# [PROMPT]
Echo the following lines back verbatim, every one of them.

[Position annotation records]
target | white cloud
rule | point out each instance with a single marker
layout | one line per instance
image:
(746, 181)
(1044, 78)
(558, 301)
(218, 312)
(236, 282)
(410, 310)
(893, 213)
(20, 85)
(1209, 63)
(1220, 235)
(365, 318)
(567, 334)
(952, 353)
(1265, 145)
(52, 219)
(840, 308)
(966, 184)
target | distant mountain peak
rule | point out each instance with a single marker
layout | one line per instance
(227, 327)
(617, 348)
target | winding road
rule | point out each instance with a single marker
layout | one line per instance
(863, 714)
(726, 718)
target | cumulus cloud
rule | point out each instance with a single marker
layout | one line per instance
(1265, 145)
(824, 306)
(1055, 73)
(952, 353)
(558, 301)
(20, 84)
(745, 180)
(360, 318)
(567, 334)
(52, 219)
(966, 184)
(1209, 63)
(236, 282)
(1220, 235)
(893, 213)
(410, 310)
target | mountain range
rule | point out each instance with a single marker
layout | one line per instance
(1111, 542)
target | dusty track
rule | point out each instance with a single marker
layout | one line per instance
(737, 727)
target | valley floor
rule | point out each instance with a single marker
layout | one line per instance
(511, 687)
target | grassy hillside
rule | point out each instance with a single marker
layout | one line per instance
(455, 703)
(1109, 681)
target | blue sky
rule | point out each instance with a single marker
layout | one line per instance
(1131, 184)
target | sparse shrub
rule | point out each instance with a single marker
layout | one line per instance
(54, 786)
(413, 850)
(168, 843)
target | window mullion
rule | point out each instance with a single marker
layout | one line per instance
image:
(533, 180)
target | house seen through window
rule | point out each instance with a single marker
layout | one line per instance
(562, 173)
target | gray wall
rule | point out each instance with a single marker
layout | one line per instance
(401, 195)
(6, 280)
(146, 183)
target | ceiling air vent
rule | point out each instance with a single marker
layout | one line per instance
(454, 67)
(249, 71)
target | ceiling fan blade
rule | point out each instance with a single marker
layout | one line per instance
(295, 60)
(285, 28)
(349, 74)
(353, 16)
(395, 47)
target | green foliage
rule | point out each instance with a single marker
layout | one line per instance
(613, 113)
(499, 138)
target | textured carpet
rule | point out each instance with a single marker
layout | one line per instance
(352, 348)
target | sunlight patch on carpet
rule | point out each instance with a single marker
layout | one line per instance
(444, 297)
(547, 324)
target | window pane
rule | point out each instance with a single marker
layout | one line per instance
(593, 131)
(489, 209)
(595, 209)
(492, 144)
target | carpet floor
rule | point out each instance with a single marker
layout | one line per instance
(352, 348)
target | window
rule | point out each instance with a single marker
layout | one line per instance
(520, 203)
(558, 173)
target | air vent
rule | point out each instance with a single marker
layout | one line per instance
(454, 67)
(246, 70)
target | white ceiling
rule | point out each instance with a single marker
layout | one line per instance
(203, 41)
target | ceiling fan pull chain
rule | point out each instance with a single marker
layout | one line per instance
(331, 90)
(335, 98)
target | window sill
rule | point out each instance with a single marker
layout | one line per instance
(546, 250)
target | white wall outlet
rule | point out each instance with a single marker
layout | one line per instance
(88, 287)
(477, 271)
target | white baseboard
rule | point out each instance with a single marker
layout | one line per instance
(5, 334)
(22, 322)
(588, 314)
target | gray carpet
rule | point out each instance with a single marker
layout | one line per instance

# [RESULT OF THE EXERCISE]
target | white cloud
rule | point out each instance with a single marker
layout | one line per instance
image:
(746, 181)
(1044, 78)
(558, 301)
(218, 312)
(236, 282)
(410, 310)
(893, 213)
(20, 85)
(1209, 63)
(1220, 235)
(365, 318)
(567, 334)
(952, 353)
(1265, 145)
(52, 219)
(840, 308)
(966, 184)
target | distant mountain peak
rule | point out each instance with a single marker
layout | one line per instance
(227, 327)
(617, 348)
target | winding road
rule | point out each instance with a single marker
layout | one line per instance
(863, 714)
(726, 718)
target | cumulus cloud
rule | point out each instance with a single marker
layout | one line per instance
(1265, 145)
(824, 306)
(1055, 73)
(952, 353)
(558, 301)
(20, 84)
(745, 180)
(360, 318)
(567, 334)
(52, 219)
(966, 184)
(1209, 63)
(236, 282)
(1220, 235)
(893, 213)
(410, 310)
target | mountain range
rule | point out each instance with a single marker
layout | one line per instance
(1111, 542)
target | dusty track
rule | point out each instance with a single marker
layout | one line per instance
(737, 727)
target | valley floor
rule | point out each instance with a single marker
layout | one line per instance
(511, 687)
target | grassy hillside
rule | point out each instance with a single marker
layout | one line per instance
(455, 703)
(1109, 681)
target | blue sky
rule | point out each instance with a single marker
layout | one line per instance
(1131, 184)
target | sparse shrub
rule | point out each instance with a single marker
layout | one line per instance
(54, 786)
(413, 850)
(168, 843)
target | window mullion
rule | point out each instance with a single marker
layout | one line per instance
image:
(533, 180)
target | house seen through window
rule | point out each instance with a single marker
layout | one line per instance
(562, 173)
target | gray wall
rule | point out each instance with a single marker
layout | one line per instance
(401, 195)
(6, 280)
(146, 183)
target | ceiling air vent
rule | point out each instance with a single marker
layout | one line per instance
(454, 67)
(249, 71)
target | ceiling fan blade
rule | point out each instance with a single marker
layout | one line per instance
(295, 60)
(285, 28)
(349, 74)
(353, 16)
(395, 47)
target | green foliage
rule | point out each instance with a single marker
layout | one line per instance
(613, 113)
(499, 138)
target | textured carpet
rule | point out each instance with a single marker
layout | one line per instance
(352, 348)
target | sunlight patch on carpet
rule | point out each instance with a single marker
layout | one line per instance
(444, 297)
(547, 324)
target | window pane
rule | point out each instance with a single marker
layout | one line per instance
(593, 131)
(489, 209)
(595, 209)
(492, 144)
target | carpet floor
rule | point out each instance with a single marker
layout | one line per instance
(352, 348)
target | window
rule | point out each instance with a single marker
layout | one line per instance
(520, 203)
(558, 173)
target | air vent
rule | point out each instance with a single marker
layout | one line per instance
(454, 67)
(246, 70)
target | white ceiling
rule | point out each instance with a single marker
layout | one line per instance
(203, 41)
target | ceiling fan pull chain
rule | point out each instance with a single marker
layout | one line per instance
(331, 90)
(335, 98)
target | window sill
rule | point out each instance with a single marker
layout | one line per instance
(546, 250)
target | white wall outlet
rule | point out each instance with a single marker
layout | one line per instance
(88, 287)
(477, 271)
target | white baseboard
rule | point out each instance with a single marker
layout | one line per instance
(5, 334)
(22, 322)
(588, 314)
target | gray carpet
rule | point out each instance with a single marker
layout | one line per instance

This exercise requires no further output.